Can you set down the lines of the data below word for word, starting at the line that contains "shrub in the photo above." and ending at the final line of the data?

Stored dataset items
>>
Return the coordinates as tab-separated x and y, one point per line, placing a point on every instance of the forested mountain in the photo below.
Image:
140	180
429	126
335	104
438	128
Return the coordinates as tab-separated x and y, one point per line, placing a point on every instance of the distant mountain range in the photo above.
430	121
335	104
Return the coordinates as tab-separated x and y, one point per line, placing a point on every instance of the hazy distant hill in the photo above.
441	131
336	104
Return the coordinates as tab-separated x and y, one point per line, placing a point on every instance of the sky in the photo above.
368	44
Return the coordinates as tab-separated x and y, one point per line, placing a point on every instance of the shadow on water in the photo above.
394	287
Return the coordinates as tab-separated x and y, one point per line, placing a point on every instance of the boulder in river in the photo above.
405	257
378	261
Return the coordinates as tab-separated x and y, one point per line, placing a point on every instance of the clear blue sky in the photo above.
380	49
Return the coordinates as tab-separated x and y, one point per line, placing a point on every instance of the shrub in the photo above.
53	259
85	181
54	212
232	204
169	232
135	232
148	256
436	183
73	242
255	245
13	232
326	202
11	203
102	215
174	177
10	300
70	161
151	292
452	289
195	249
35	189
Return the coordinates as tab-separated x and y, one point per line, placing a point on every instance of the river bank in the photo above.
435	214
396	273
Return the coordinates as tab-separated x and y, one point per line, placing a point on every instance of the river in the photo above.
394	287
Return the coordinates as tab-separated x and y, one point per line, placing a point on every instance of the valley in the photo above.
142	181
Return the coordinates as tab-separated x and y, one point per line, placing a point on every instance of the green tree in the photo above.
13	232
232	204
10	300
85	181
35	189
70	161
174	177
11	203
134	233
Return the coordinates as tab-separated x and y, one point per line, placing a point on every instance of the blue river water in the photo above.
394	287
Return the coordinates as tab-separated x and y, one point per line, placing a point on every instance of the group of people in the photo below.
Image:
<<
Exercise output:
Return the coordinates as tab-separated x and y, one point per line, placing a point on every instance of the shrub in the photo above.
53	259
85	181
54	212
232	204
169	232
135	232
148	256
436	183
73	242
255	245
13	232
326	202
11	203
102	215
174	177
10	300
70	161
151	292
452	289
195	249
35	189
Return the coordinates as tab-separated x and y, one point per line, placing a point on every instance of the river bank in the photo above.
435	214
396	273
Return the coordinates as tab-separated x and y, one point per line, placing a point on every instance of the river in the photo above.
394	287
Return the coordinates as tab-separated x and y, one point per line, placing a point on every instance of the valley in the photo above.
142	181
Return the coordinates as tab-separated x and y, one point per line, placing a point on every instance of the green tree in the photo above.
13	232
232	204
10	300
85	181
35	189
70	161
174	177
11	203
134	233
Return the coordinates as tab-separated x and y, one point per line, placing a point on every instance of the blue river water in the photo above.
394	287
Return the coordinates as tab-separated x and y, one point per line, placing a point on every instance of the group of people in the photo below.
Image:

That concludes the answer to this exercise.